**Exercise goal:** Continue the forum post on sick leave for Delta and SWA pilots from the point where it stops.

**Reading passage:**
● ● ● ●

Originally Posted by
Prospect
Let's say a Delta pilot and SWA pilot both call out an average of 5 hours (5.75 tfp) per month (for easy math). That's 60 hours (69 tfp) per year. They do this for 3 years. At the start of the 4th year, the Delta pilot can count on having their allowance of 120+ hours that year. The SWA pilot has their leftovers from all previous years plus whatever they accrue that year.
Let's say a brand new Delta pilot and a brand new SWA pilot both call in sick an average of 10 hours (11.49 TFP) per month starting on June 1 of whatever year (Delta defines a "sick year" as June 1 to May 31). That's about a 3-day every two months. Let's say the SWA pilot credit, on average, 100 straight TFP per month.
By May 31, the SWA pilot will have lost 13.8 TFP during the year while the Delta pilot will have been completely covered financially by their sick leave balance - all without having to produce a doctor's note.
I anticipate that you'll claim calling in sick for a three-day every couple of months is "unrealistic or "silly," or you'll assert that people who call in sick enough to have a zero sick leave balance are attempting to take advantage of the system.
Originally Posted by
Prospect
It's simple... If you don't use all your sick leave each year, which most people don't, our system gets you more sick accrual in the long run and it's not even close.
Don't know how old you are, but there are lots of reasons why someone might have a low or zero sick leave balance, including:
- They have kids who get them sick frequently by bringing germs home from school
- They go to the gym a lot and work out intensely, thus being exposed to other's sicknesses and suppressing their immune function. This is one I've personally experienced quite often.
- They had a major illness, accident, or surgery of some sort. I've had several surgeries since arriving at SWA that have each taken me out for a month or more of recovery.
- They're getting older and get sick more often as a result of factors resulting from thymic involution.
- They've experienced or are experiencing an ongoing major personal event like a divorce, a family member with an illness or addiction, a kid who needs them, or the death or suicide of a loved one.
- They're struggling with some sort of mental health issue and know that if they seek treatment for that, our mental health benefits only last something like 18-24 months before being thrown out in the cold and they may never get their FAA medical back. So they call in sick frequently as a way to try to deal with their issue.

● ● ● ●

**Data extract:**

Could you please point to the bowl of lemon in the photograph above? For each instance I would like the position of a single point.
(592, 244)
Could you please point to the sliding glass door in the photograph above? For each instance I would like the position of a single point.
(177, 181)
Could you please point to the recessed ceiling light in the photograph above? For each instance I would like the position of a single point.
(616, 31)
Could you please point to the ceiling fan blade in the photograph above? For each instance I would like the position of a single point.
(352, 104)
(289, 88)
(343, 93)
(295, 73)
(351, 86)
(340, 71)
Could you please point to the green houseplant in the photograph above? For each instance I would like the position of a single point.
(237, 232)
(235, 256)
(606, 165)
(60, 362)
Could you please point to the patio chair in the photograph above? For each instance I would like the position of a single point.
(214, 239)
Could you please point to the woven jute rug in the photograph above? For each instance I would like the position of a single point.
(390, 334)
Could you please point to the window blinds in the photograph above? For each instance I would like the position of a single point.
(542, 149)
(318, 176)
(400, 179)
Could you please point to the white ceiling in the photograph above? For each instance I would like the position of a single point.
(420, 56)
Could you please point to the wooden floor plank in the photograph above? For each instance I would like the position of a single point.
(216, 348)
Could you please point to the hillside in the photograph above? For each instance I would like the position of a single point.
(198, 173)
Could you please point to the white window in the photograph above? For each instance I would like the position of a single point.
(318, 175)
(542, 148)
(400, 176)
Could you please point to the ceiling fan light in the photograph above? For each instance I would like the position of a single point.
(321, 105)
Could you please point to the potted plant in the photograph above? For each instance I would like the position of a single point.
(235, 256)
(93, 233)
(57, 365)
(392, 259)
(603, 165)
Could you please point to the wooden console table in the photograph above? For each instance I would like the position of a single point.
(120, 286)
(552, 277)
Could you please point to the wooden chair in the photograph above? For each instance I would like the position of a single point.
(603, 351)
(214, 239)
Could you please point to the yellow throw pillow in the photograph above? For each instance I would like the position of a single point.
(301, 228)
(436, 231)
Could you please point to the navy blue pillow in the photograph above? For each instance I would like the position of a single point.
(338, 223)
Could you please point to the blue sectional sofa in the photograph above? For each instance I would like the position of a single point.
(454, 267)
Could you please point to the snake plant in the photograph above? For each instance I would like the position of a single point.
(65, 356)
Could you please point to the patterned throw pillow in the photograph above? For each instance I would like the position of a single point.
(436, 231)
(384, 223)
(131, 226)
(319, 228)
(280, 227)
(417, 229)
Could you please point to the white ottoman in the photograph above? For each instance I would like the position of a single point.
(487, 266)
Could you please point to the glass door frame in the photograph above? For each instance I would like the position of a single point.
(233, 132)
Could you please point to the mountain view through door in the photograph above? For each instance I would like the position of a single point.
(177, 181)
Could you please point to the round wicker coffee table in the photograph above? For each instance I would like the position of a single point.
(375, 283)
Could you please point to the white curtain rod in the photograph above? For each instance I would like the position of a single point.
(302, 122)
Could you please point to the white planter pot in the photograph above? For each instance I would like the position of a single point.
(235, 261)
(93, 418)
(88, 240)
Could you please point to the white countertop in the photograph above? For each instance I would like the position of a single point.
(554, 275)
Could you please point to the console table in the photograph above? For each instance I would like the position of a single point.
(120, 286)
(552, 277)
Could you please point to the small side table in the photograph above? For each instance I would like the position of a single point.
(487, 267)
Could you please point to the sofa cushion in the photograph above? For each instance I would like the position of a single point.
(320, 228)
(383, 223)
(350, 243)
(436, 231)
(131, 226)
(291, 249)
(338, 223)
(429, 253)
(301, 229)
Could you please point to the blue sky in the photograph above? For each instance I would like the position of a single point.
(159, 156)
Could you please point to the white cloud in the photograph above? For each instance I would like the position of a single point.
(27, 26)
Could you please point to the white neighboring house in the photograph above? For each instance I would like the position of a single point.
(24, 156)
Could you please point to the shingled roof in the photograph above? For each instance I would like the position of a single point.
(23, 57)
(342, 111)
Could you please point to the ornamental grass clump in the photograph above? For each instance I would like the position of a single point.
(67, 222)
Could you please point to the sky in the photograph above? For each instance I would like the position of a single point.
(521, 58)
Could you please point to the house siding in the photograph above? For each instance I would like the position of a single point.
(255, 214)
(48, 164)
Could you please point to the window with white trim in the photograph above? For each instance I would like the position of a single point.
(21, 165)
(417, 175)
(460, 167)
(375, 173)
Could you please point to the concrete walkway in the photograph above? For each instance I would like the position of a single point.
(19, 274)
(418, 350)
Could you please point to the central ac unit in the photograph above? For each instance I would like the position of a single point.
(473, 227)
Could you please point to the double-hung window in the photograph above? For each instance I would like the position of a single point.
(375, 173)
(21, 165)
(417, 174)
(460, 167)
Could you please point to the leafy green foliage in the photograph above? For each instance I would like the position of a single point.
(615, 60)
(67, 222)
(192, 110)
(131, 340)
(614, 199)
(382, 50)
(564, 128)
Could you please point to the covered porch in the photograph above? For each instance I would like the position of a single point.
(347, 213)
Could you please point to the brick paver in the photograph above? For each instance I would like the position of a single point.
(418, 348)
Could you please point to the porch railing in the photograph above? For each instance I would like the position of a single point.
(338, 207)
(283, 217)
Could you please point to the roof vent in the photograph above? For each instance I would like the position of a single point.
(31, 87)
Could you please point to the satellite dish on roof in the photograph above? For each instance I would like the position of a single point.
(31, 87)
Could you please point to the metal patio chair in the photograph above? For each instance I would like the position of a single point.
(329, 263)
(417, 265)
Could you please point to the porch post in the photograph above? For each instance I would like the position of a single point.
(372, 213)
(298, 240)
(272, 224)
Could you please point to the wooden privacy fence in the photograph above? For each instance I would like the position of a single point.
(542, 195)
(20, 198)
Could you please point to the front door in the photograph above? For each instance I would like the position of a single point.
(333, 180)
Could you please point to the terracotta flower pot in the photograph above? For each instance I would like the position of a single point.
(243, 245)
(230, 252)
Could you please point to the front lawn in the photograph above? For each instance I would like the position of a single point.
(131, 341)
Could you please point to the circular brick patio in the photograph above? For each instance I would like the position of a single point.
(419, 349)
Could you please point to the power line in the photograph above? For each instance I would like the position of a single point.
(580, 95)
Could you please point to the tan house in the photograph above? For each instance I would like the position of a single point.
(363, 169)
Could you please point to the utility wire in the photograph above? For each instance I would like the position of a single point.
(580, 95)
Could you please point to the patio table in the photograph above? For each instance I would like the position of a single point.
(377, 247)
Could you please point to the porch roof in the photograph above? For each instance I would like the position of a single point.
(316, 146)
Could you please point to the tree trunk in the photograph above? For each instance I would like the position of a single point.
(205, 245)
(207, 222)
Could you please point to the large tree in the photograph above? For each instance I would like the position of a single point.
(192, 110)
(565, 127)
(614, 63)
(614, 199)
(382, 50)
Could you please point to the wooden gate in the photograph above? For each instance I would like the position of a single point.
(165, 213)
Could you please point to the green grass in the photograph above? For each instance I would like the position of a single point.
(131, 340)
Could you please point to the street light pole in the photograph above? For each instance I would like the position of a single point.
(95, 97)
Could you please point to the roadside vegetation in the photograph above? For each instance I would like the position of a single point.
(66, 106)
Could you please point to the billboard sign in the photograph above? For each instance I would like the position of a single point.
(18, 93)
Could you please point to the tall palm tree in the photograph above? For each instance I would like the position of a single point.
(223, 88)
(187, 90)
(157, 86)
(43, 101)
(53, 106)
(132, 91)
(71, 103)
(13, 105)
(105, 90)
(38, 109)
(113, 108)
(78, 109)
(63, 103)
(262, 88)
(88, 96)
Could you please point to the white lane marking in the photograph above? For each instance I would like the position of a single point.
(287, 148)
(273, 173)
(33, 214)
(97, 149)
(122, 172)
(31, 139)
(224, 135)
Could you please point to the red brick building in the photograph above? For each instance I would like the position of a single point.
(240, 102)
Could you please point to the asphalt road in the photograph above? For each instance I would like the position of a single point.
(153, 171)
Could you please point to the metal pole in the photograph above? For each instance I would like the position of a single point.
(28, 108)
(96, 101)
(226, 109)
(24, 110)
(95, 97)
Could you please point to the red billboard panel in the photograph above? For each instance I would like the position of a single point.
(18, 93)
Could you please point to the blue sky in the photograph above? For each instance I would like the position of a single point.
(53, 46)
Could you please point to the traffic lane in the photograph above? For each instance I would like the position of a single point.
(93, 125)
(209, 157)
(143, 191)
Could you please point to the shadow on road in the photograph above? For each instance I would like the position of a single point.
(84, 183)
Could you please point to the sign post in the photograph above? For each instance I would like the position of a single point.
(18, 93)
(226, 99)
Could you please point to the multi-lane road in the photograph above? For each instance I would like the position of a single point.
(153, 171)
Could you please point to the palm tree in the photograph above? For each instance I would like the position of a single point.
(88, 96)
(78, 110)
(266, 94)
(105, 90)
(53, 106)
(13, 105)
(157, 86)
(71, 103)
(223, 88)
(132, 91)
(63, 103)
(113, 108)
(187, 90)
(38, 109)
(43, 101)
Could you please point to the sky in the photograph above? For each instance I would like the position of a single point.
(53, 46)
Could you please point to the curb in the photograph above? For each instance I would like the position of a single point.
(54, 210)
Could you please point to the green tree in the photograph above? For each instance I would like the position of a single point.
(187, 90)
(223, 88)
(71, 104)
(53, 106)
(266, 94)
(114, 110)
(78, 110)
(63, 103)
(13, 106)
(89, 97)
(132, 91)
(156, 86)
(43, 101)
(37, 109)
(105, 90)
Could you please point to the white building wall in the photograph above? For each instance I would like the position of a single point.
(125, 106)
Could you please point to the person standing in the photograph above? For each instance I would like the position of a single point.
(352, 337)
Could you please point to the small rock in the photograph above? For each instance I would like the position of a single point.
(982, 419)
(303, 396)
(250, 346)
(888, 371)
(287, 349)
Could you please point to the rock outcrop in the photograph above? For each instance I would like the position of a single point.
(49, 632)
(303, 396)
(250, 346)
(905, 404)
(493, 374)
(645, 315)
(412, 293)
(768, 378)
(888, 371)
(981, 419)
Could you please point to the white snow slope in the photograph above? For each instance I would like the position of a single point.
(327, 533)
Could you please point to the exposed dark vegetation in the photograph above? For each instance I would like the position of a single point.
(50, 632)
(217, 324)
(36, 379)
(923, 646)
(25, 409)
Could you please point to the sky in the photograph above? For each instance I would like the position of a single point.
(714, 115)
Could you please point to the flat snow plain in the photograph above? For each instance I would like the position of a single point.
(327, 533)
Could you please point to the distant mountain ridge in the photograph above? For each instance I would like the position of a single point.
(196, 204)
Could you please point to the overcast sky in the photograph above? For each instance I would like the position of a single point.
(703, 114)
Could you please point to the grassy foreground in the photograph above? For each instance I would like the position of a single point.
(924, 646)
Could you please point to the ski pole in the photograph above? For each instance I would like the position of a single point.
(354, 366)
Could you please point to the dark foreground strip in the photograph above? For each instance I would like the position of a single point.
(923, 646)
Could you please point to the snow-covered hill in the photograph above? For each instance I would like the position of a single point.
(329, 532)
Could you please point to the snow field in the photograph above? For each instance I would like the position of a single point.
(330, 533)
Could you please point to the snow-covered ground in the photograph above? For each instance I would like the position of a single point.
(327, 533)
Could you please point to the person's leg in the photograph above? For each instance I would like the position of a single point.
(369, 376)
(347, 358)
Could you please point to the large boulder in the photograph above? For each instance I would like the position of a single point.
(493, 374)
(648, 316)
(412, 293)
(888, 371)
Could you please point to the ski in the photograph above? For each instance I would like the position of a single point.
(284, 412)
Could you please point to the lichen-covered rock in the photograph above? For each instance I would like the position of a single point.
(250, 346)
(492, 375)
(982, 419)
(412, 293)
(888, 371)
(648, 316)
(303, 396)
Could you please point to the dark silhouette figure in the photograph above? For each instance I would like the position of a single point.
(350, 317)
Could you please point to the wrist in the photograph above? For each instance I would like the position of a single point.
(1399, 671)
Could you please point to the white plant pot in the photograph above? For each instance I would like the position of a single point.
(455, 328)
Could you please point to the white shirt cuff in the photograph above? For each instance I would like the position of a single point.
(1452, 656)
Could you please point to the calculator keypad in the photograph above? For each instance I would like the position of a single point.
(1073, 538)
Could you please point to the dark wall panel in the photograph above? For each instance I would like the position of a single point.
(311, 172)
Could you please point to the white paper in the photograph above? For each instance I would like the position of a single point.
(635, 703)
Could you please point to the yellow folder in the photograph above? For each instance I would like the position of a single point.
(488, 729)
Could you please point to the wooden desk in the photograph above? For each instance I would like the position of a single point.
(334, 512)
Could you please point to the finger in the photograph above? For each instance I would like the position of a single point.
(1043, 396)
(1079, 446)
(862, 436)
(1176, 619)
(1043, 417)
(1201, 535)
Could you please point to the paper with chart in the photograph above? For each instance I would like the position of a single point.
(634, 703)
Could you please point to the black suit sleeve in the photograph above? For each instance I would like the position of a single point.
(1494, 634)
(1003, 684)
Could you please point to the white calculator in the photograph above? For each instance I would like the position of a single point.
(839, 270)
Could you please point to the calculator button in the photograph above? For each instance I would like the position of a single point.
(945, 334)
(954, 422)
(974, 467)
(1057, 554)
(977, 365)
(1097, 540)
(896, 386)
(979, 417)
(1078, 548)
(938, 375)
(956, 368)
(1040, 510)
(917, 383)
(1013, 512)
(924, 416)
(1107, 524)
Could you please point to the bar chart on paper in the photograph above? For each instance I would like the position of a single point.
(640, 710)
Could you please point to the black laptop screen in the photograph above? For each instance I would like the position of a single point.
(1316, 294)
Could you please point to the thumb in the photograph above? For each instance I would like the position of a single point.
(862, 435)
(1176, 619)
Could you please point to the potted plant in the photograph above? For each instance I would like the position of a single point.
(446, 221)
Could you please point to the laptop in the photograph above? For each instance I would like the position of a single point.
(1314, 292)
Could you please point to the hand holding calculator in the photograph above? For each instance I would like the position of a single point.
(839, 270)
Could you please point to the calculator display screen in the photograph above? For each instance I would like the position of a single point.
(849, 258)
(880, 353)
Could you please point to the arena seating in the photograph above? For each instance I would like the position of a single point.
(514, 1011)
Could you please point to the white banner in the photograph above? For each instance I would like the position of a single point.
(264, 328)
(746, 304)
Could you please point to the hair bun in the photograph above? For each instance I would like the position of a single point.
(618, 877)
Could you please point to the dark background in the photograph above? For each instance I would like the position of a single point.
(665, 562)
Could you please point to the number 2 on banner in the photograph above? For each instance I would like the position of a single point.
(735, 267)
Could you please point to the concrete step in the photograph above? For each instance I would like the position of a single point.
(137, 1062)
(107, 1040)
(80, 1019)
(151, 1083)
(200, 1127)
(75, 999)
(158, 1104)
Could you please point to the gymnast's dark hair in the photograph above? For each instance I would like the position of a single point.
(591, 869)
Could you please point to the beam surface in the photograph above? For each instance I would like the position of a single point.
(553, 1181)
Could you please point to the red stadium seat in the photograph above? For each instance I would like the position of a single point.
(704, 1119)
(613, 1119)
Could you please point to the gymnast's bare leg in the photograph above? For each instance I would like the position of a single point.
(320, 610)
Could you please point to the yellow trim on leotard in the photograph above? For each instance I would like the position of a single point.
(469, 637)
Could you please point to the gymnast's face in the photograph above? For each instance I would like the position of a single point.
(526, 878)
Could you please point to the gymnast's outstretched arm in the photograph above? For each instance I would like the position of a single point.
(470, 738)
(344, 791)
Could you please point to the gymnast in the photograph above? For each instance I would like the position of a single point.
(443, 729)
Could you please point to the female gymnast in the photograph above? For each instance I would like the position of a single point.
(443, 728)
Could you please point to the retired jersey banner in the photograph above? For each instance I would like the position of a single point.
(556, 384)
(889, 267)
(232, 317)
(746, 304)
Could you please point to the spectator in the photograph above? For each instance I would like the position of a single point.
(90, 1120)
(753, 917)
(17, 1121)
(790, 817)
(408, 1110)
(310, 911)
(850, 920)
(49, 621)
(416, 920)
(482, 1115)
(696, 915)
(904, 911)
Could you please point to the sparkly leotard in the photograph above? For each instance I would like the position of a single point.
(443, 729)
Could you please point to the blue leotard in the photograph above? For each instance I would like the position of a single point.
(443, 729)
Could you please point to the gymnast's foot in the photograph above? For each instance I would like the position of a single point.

● ● ● ●

**Reply:**
What are some of the reasons besides not getting sick that pilots at SWA who don't call in sick enough to use all of their sick leave balance might not call in sick even though they probably can't genuinely say that they meet the IMSAFE criteria?
- They're concerned about what might happen to themselves if they go out on disability and want as large of a sick balance to cover them for as long as possible in lieu of becoming officially persona non grata on our atrocious disability plan at the "LUV" corporation.
- They think not calling in sick "helps the company out" - but they don't think about the cascading effect of subsequent sick calls that ensue for both other pilots and FA's as a result of our "warrior" pilot getting them sick.
There are probably other reasons that I'm not thinking of off the top of my head.
But suffice to say, my experience is that, if people really called in sick when they should and were not concerned with factors like the above, then most people's sick leave balances would probably be lower at SWA. IOW, our system built up around sick leave at SWA creates artificially high sick leave balances. That's great for the corporation. Not so great for human beings.
Originally Posted by
Grumpyaviator
I won’t support a decrease in sick accrual (in fact if it’s use or lose it has to be a significant increase and no doctor’s note, I’m a big boy), lack of significant STD/LTD improvements, or penalties for those that amassed large amounts of sick time (crazy as that seems to me).
The company built the present system as a way to extend health coverage from 60 to 65 rather than have genuine retiree coverage. As a result there is a billion dollar liability of unused sick trips they need to reconcile, and they want to take it out of our pockets. It’s not going to happen.
Even if you're flying 150 TFP a month all at premium, you're only earning roughly 10 TFP per month of sick time, depending on how the trips are rigged and so on. So even flying 150 all-premium TFP, we earn less than 75% as much no-note sick time as Delta pilots.
If I'm doing the math right, a SWA pilot would have to fly about 207 all-premium TFP per month to equal the no-note "accrual" rate of a Delta pilot. I'm not sure it's even possible to earn the same amount of no-note sick time as a Delta pilot flying all-straight time.
Would you prefer that we earn a flat 13.8 TFP (or more) of use-or-lose sick time per month along with a Delta-style disability plan, but we axe Delta's note-required sick leave accrual beyond 13.8 TFP per month?
As far as sick leave balances go, IMO, if they want to get rid of them, they're going to have to pay for the balances that our pilot group earned: at least one-for-one along with a premium for helping the company out by getting a liability off the books for the company.